-------- RECORDS PROVIDED --------
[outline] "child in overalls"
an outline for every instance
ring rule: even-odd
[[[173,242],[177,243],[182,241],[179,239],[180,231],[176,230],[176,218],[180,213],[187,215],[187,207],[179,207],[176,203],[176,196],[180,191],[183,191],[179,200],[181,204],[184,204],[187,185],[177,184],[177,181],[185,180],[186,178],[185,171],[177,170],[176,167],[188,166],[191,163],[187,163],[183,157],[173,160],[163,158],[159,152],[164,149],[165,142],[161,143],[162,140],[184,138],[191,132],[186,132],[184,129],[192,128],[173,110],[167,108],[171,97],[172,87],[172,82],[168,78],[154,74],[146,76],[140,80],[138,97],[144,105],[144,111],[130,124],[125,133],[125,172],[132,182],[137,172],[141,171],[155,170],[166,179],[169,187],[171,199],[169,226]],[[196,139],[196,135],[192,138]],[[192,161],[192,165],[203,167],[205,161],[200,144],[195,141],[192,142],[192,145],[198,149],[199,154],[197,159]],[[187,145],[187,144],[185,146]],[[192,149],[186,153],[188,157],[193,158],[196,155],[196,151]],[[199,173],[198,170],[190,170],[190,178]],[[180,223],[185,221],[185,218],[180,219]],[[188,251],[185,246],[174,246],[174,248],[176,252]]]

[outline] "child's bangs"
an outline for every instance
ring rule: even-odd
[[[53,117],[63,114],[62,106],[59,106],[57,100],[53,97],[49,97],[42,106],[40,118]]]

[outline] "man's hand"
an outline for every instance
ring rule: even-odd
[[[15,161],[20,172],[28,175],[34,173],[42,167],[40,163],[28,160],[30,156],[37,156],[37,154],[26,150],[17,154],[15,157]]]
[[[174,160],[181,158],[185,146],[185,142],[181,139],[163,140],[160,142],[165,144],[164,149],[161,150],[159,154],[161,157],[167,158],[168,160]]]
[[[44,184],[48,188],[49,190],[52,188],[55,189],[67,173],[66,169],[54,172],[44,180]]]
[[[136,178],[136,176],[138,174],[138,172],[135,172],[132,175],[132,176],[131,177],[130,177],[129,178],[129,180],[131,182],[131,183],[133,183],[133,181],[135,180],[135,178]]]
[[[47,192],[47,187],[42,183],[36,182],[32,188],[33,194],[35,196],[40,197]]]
--------
→ WORK TO BE COMPLETED
Tally the lines in the items above that contain the string "child", and reply with that number alone.

→ ANSWER TO THE EXERCISE
2